● Yönerge A
Medyanın Güneydoğu gezisini işleyişi üzerine yazıyı baştan sona, tek kelimesini bile değiştirmeden yeniden yaz.

● Sağlanan metin
Medya Güneydoğu'da

Emin ÇÖLAŞAN
Haberin Devamı

Askerler geçtiğimiz günlerde bir Güneydoğu gezisi düzenlediler. Çok sayıda gazeteci davetliydi. Giden gitti.

Bu gezide gazeteciler sınır karakollarına ve çatışmanın en olası olduğu bölgelere helikopterle götürüldüler. Oralarda askerler tarafından ağırlandılar. Günlük yaşamı gördüler.

Bu geziye düzgün ve oradan adam gibi yazılar yazan arkadaşlarımız dışında -neden bilmiyorum- bazı takkeli ve takkesiz liboşlar da rağbet gösterdiler.

Bizim medyamız ise olayı her zaman olduğu gibi, çoğunlukla magazin boyutuyla ele almayı başardı!

Falanca gazetecinin ayağı 47 numaraydı. Ona bot bulmak biraz zor oldu...

Vay be, bütün medya bu arkadaşın 47 numara pabuç giydiğini vurgulayınca çok mutlu olduk!

Bir başkası gezi anılarını yazıyordu:

‘‘O gece Pierre Cardin markalı ipek pijamalarımı giyip yattım...’’

Demek ki ‘‘Sol örgüt militanlığı’’ günlerinden sonra epey aşama göstermiş ve yabancı markalı ipek pijama giymeye başlamıştı!

● Yönerge B
Aşağıdaki kayıtların hepsini lütfen yeniden ver; "pretty-printed" ifadesinin yerine "indented" yaz, başka hiçbir şeye dokunma.

● Verilen kayıtlar
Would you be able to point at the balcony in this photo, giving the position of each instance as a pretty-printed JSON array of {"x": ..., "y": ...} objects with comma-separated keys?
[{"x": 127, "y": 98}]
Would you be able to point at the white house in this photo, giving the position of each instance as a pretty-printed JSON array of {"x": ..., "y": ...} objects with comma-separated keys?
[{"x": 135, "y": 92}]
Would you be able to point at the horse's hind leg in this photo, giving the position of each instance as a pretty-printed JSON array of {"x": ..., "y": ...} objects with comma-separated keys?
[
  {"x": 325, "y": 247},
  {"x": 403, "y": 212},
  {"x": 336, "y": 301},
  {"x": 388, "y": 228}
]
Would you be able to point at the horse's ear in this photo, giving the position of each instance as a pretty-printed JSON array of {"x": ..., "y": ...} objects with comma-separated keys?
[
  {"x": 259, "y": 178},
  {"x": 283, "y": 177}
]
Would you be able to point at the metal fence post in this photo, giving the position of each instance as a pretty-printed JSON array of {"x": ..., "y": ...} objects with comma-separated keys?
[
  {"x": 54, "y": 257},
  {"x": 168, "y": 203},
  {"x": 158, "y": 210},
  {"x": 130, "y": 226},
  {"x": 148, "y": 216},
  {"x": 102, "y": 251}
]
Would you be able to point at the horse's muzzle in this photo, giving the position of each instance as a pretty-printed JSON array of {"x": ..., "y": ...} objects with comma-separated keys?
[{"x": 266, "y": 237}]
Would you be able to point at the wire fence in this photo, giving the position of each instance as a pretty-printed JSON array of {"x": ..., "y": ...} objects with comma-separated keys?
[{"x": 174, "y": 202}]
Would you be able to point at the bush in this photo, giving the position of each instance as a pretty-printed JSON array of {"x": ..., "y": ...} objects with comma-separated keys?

● Yanıt A
Medya Güneydoğu'da

Emin ÇÖLAŞAN
Haberin Devamı

Askerler geçtiğimiz günlerde bir Güneydoğu gezisi düzenlediler. Çok sayıda gazeteci davetliydi. Giden gitti.

Bu gezide gazeteciler sınır karakollarına ve çatışmanın en olası olduğu bölgelere helikopterle götürüldüler. Oralarda askerler tarafından ağırlandılar. Günlük yaşamı gördüler.

Bu geziye düzgün ve oradan adam gibi yazılar yazan arkadaşlarımız dışında -neden bilmiyorum- bazı takkeli ve takkesiz liboşlar da rağbet gösterdiler.

Bizim medyamız ise olayı her zaman olduğu gibi, çoğunlukla magazin boyutuyla ele almayı başardı!

Falanca gazetecinin ayağı 47 numaraydı. Ona bot bulmak biraz zor oldu...

Vay be, bütün medya bu arkadaşın 47 numara pabuç giydiğini vurgulayınca çok mutlu olduk!

Bir başkası gezi anılarını yazıyordu:

‘‘O gece Pierre Cardin markalı ipek pijamalarımı giyip yattım...’’

Demek ki ‘‘Sol örgüt militanlığı’’ günlerinden sonra epey aşama göstermiş ve yabancı markalı ipek pijama giymeye başlamıştı!

● Yanıt B
Would you be able to point at the balcony in this photo, giving the position of each instance as a indented JSON array of {"x": ..., "y": ...} objects with comma-separated keys?
[{"x": 127, "y": 98}]
Would you be able to point at the white house in this photo, giving the position of each instance as a indented JSON array of {"x": ..., "y": ...} objects with comma-separated keys?
[{"x": 135, "y": 92}]
Would you be able to point at the horse's hind leg in this photo, giving the position of each instance as a indented JSON array of {"x": ..., "y": ...} objects with comma-separated keys?
[
  {"x": 325, "y": 247},
  {"x": 403, "y": 212},
  {"x": 336, "y": 301},
  {"x": 388, "y": 228}
]
Would you be able to point at the horse's ear in this photo, giving the position of each instance as a indented JSON array of {"x": ..., "y": ...} objects with comma-separated keys?
[
  {"x": 259, "y": 178},
  {"x": 283, "y": 177}
]
Would you be able to point at the metal fence post in this photo, giving the position of each instance as a indented JSON array of {"x": ..., "y": ...} objects with comma-separated keys?
[
  {"x": 54, "y": 257},
  {"x": 168, "y": 203},
  {"x": 158, "y": 210},
  {"x": 130, "y": 226},
  {"x": 148, "y": 216},
  {"x": 102, "y": 251}
]
Would you be able to point at the horse's muzzle in this photo, giving the position of each instance as a indented JSON array of {"x": ..., "y": ...} objects with comma-separated keys?
[{"x": 266, "y": 237}]
Would you be able to point at the wire fence in this photo, giving the position of each instance as a indented JSON array of {"x": ..., "y": ...} objects with comma-separated keys?
[{"x": 174, "y": 202}]
Would you be able to point at the bush in this photo, giving the position of each instance as a indented JSON array of {"x": ..., "y": ...} objects with comma-separated keys?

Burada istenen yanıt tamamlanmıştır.